Weird politics, urban visions and fairy mysticism are the terms custom clothing designer Julie Chambers uses to describe her clothing line, RAG (Radical Angry Girls), and those are as appropriate a description as any. Clothes to Make Revolution Fun, as she likes to put it. She sells through IndyIndie.com, displays at various outlets and alternative music festivals. Julie Chambers in her handmade 'Revolution' skirt, along with other examples of her work.
"When I started making clothes I really had no money and used whatever materials I had, trying to make what I owned more interesting," Chambers says. "How can I make it more 'me'? And then over the last two years I've made it into more of an artform, and over the last two years more of a political form."
She's continued to develop her theories about communication, clothing and the body in the meantime.
"Your body is the first billboard you're given and the first way you had to communicate with the world," Chambers says. "This is just an extension of that, a shortcut to letting your opinions be heard and seen. You use something loud or something subtle, you'll get somebody else to think about something without having to have a conversation at all times. It's like reading a book in the condensed way."
Her interest in politically-themed clothing stems from an intense frustration with the increasing unpleasantness of the political scene in the last two years.
"I always try to balance the political activism with the fun side," Chambers says. "But lately I have to be vocal. I'm in a position where I'm going to lose my civil liberties, not just within the gay and lesbian community, but as a woman, as an artist, as a self-employed individual."

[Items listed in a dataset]

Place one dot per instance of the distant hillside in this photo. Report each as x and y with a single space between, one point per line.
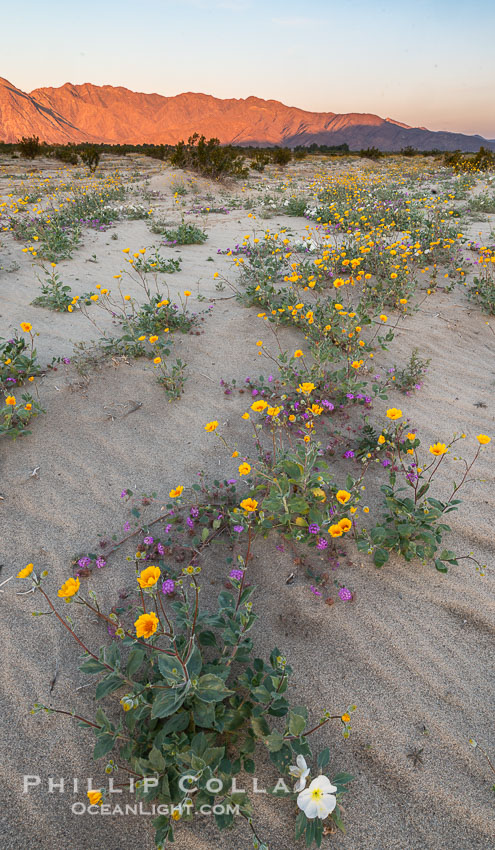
91 113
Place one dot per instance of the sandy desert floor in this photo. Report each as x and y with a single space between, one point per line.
413 651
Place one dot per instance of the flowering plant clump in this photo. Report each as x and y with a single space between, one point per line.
57 296
18 361
196 704
413 523
18 366
146 327
482 289
15 415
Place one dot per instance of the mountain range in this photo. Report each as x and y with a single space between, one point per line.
116 115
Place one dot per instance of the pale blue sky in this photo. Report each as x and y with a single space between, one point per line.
424 62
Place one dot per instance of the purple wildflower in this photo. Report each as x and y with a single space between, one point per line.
84 562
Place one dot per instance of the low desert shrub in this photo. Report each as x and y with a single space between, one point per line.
208 158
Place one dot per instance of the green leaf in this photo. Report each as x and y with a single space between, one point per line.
136 658
260 727
380 557
378 534
176 723
156 760
167 702
212 688
91 665
207 638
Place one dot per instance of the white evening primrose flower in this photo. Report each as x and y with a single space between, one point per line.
318 801
300 771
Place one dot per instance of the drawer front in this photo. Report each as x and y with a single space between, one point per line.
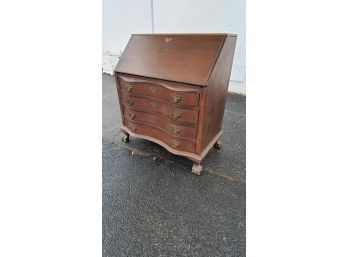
183 97
156 120
148 105
180 144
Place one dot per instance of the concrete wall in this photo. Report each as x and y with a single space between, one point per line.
122 18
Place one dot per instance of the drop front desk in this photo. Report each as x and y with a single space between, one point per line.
172 90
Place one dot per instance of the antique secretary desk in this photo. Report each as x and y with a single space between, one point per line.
172 90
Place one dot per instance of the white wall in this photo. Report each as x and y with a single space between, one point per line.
123 18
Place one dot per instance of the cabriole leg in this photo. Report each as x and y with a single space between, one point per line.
125 138
197 168
218 145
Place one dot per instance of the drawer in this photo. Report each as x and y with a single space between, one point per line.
176 114
167 126
176 143
178 95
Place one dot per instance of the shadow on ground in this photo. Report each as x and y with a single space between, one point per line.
154 206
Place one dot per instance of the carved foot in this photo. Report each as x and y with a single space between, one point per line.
197 169
125 138
218 145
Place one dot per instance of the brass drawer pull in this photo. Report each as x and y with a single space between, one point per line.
128 87
174 143
175 114
131 115
175 98
153 104
130 102
153 90
132 127
175 130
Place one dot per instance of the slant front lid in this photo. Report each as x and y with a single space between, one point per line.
187 58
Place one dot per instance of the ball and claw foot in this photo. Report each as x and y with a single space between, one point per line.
125 138
197 169
218 145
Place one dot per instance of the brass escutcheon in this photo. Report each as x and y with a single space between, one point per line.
130 102
174 143
132 127
175 98
128 87
131 115
175 130
175 114
168 39
153 90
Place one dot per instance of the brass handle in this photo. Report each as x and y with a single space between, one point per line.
130 102
175 130
131 115
175 114
174 143
132 127
153 90
175 98
128 87
153 104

» **PROBLEMS AND TASKS**:
1 - State whether each of the statements (a), (b) and (c) agrees with the profile of designer Julie Chambers, answering yes or no and quoting the deciding words of the profile. (a) Chambers sells her clothing through IndyIndie.com. (b) When she began making clothes, Chambers had plenty of money for materials. (c) Chambers describes the body as the first billboard a person is given.
2 - Rewrite everything in the listing from the line containing "Place one dot per instance of the slant" down to the end of the listing, replacing "in this photo" with "in this image" and keeping all else unchanged.

» **ANSWERS TO THE TASKS**:
1 -
(a) Yes: "She sells through IndyIndie.com"
(b) No: "When I started making clothes I really had no money and used whatever materials I had"
(c) Yes: "Your body is the first billboard you're given"

2 -
Place one dot per instance of the slant front lid in this image. Report each as x and y with a single space between, one point per line.
187 58
Place one dot per instance of the ball and claw foot in this image. Report each as x and y with a single space between, one point per line.
125 138
197 169
218 145
Place one dot per instance of the brass escutcheon in this image. Report each as x and y with a single space between, one point per line.
130 102
174 143
132 127
175 98
128 87
131 115
175 130
175 114
168 39
153 90
Place one dot per instance of the brass handle in this image. Report each as x and y with a single space between, one point per line.
130 102
175 130
131 115
175 114
174 143
132 127
153 90
175 98
128 87
153 104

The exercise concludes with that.